Extracted records
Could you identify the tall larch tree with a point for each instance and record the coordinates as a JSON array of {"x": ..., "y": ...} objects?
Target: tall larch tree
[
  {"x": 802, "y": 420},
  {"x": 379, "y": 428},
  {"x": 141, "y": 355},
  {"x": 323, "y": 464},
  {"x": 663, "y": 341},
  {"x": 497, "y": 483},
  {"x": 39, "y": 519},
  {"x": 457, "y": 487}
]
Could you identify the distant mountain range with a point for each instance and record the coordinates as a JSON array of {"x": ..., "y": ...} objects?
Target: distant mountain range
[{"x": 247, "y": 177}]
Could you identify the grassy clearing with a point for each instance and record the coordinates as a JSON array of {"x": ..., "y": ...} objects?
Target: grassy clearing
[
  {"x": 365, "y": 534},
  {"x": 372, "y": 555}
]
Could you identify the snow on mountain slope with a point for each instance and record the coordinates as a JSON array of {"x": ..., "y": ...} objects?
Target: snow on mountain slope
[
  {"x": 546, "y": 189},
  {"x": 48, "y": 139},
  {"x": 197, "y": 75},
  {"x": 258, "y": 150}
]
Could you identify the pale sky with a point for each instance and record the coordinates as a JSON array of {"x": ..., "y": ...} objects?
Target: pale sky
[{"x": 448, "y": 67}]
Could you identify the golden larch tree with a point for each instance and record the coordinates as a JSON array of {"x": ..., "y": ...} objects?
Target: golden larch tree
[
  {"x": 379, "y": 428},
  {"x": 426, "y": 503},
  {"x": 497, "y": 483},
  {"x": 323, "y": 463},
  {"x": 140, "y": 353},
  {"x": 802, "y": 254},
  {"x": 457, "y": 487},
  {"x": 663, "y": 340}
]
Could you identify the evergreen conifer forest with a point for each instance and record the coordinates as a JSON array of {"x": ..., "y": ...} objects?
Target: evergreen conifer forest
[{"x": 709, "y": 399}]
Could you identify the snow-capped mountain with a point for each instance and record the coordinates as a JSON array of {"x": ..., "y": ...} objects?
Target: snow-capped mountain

WHAT THE TASK REQUIRES
Each record must be output word for word.

RESPONSE TO THE EXERCISE
Could you identify the tall larch tree with a point for each instance and record the coordinates as a JSON array of {"x": ..., "y": ...} objects?
Target: tall larch tree
[
  {"x": 802, "y": 420},
  {"x": 379, "y": 428},
  {"x": 141, "y": 355},
  {"x": 323, "y": 464},
  {"x": 663, "y": 341},
  {"x": 497, "y": 483},
  {"x": 39, "y": 519},
  {"x": 457, "y": 487}
]
Could you identify the distant mountain range with a point for each instance and record the coordinates as a JSON array of {"x": ..., "y": ...} objects?
Target: distant mountain range
[{"x": 247, "y": 177}]
Could you identify the grassy clearing with a point for each instance and record the coordinates as a JSON array of {"x": ..., "y": ...} objects?
Target: grassy clearing
[
  {"x": 365, "y": 534},
  {"x": 372, "y": 555}
]
Could you identify the snow on mountain slope with a point for each instance and record the coordinates as a JSON array of {"x": ..., "y": ...} objects?
Target: snow on mountain slope
[
  {"x": 546, "y": 189},
  {"x": 48, "y": 139},
  {"x": 197, "y": 75},
  {"x": 258, "y": 150}
]
Could you identify the pale sky with a point for each instance and record the coordinates as a JSON array of {"x": ..., "y": ...} objects?
Target: pale sky
[{"x": 448, "y": 67}]
Could you identify the golden larch tree with a point for each instance and record the coordinates as a JSON array of {"x": ..., "y": ...} objects?
Target: golden larch tree
[
  {"x": 379, "y": 428},
  {"x": 426, "y": 503},
  {"x": 497, "y": 483},
  {"x": 323, "y": 463},
  {"x": 140, "y": 353},
  {"x": 802, "y": 254},
  {"x": 457, "y": 487},
  {"x": 663, "y": 340}
]
Could you identify the evergreen conifer forest with a point for each instance and record the coordinates as a JSON array of {"x": ..., "y": ...} objects?
Target: evergreen conifer forest
[{"x": 709, "y": 399}]
Could you identify the snow-capped mountain with a point for each instance and record the coordinates as a JSON array of {"x": ..., "y": ...} objects?
Target: snow-capped mountain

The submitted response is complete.